> _WHAT IS REQUIRED_
Write out every line of the data below as a JSON list of strings, one string per line, leaving out blank lines.
━━━━━ PROVIDED RECORDS
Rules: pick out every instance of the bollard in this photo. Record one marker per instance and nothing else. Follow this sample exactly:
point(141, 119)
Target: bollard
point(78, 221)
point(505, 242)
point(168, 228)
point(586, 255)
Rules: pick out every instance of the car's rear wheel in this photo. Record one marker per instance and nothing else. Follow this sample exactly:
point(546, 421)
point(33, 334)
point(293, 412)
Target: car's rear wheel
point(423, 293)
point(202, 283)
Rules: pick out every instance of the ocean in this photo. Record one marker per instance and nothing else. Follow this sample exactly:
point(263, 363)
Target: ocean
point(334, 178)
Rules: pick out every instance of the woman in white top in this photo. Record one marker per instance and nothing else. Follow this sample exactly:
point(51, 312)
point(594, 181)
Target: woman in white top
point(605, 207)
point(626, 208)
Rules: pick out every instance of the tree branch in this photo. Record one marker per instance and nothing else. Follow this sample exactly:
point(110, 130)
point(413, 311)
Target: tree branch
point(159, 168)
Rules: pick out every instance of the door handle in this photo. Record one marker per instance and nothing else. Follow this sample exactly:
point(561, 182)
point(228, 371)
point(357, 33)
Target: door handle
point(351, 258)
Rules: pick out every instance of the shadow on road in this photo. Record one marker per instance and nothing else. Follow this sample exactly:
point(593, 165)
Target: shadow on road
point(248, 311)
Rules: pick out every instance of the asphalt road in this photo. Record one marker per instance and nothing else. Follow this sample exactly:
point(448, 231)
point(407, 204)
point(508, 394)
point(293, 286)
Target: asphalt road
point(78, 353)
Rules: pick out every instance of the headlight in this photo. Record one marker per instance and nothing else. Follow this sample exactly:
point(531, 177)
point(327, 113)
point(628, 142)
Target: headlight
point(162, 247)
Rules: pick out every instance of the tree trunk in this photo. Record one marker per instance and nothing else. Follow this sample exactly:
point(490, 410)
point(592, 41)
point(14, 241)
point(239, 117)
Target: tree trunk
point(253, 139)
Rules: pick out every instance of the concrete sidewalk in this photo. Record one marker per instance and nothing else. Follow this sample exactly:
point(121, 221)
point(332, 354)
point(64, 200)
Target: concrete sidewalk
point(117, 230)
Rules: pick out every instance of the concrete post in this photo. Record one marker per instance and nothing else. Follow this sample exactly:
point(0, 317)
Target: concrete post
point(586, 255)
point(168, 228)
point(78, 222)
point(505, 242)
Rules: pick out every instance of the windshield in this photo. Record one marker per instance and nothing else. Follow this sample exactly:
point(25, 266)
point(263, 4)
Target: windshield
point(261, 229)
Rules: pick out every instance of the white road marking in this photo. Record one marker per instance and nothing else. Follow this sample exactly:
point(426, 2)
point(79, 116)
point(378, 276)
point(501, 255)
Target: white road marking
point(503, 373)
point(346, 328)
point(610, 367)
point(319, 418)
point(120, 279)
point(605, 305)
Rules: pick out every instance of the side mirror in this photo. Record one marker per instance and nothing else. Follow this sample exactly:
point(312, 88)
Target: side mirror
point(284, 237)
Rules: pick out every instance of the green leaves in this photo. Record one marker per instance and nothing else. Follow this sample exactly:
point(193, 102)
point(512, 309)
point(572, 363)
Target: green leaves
━━━━━━━━━━
> _FINISHED TASK_
[
  "Rules: pick out every instance of the bollard in this photo. Record one marker per instance and nothing else. Follow this sample exactly:",
  "point(141, 119)",
  "Target: bollard",
  "point(78, 221)",
  "point(505, 242)",
  "point(168, 228)",
  "point(586, 255)",
  "Rules: pick out every instance of the car's rear wheel in this photo. Record one marker per instance and nothing else. Follow this sample exactly:",
  "point(546, 421)",
  "point(33, 334)",
  "point(293, 412)",
  "Target: car's rear wheel",
  "point(423, 293)",
  "point(202, 283)",
  "Rules: pick out every instance of the ocean in this photo. Record one marker per instance and nothing else. Follow this sample exactly:",
  "point(263, 363)",
  "Target: ocean",
  "point(334, 178)",
  "Rules: pick out every instance of the woman in white top in this photo. Record one marker per instance and nothing else. Follow this sample exactly:",
  "point(51, 312)",
  "point(594, 181)",
  "Target: woman in white top",
  "point(605, 207)",
  "point(626, 208)",
  "Rules: pick out every instance of the tree branch in this photo. Record one marker per instance and nothing else. Follow this sample exactly:",
  "point(110, 130)",
  "point(413, 311)",
  "Target: tree branch",
  "point(159, 168)",
  "Rules: pick out every instance of the door handle in this photo. Record one marker per instance and nothing else. Follow this sample exactly:",
  "point(561, 182)",
  "point(228, 371)",
  "point(357, 33)",
  "Target: door handle",
  "point(351, 258)",
  "Rules: pick out every instance of the shadow on road in this photo. Record one marker per instance and nothing else. Follow this sample exactly:",
  "point(593, 165)",
  "Target: shadow on road",
  "point(248, 311)",
  "Rules: pick out every instance of the asphalt road in this photo. Record one marker per instance and nothing else. Follow this sample exactly:",
  "point(448, 231)",
  "point(407, 204)",
  "point(508, 394)",
  "point(293, 286)",
  "Target: asphalt road",
  "point(78, 353)",
  "Rules: pick out every instance of the headlight in this photo. Record one marker per instance and nothing else. Follow this sample exactly:",
  "point(531, 177)",
  "point(327, 113)",
  "point(628, 142)",
  "Target: headlight",
  "point(162, 247)",
  "Rules: pick out every instance of the tree trunk in this photo. Record one marker per instance and nothing else. Follow this sample exactly:",
  "point(490, 410)",
  "point(592, 41)",
  "point(14, 241)",
  "point(239, 117)",
  "Target: tree trunk",
  "point(253, 139)",
  "Rules: pick out every instance of the concrete sidewalk in this photo. Record one marker per instance and nothing else. Follow this sample exactly:",
  "point(121, 221)",
  "point(332, 354)",
  "point(64, 200)",
  "Target: concrete sidewalk",
  "point(117, 230)",
  "Rules: pick out every instance of the concrete post in this photo. Record one marker per instance and nothing else. Follow this sample exactly:",
  "point(0, 317)",
  "Target: concrete post",
  "point(586, 255)",
  "point(168, 228)",
  "point(78, 222)",
  "point(505, 242)",
  "Rules: pick out every instance of the windshield in this photo. Record one marker per instance and nothing else. Follow this sample exactly:",
  "point(25, 266)",
  "point(263, 4)",
  "Target: windshield",
  "point(261, 229)",
  "Rules: pick out every instance of the white road marking in this photo. Record one marker per instance and nothing else. Follow this sample exactly:",
  "point(426, 2)",
  "point(79, 116)",
  "point(378, 276)",
  "point(501, 255)",
  "Target: white road marking",
  "point(503, 373)",
  "point(346, 328)",
  "point(610, 367)",
  "point(319, 418)",
  "point(120, 279)",
  "point(605, 305)",
  "Rules: pick out every instance of the side mirror in this photo. Record one marker per instance and nothing else. Follow this sample exactly:",
  "point(312, 88)",
  "Target: side mirror",
  "point(284, 237)",
  "Rules: pick out every instance of the green leaves in this photo. Record one marker per instance and nothing else. Follow this sample exactly:",
  "point(193, 102)",
  "point(512, 309)",
  "point(572, 363)",
  "Target: green leaves"
]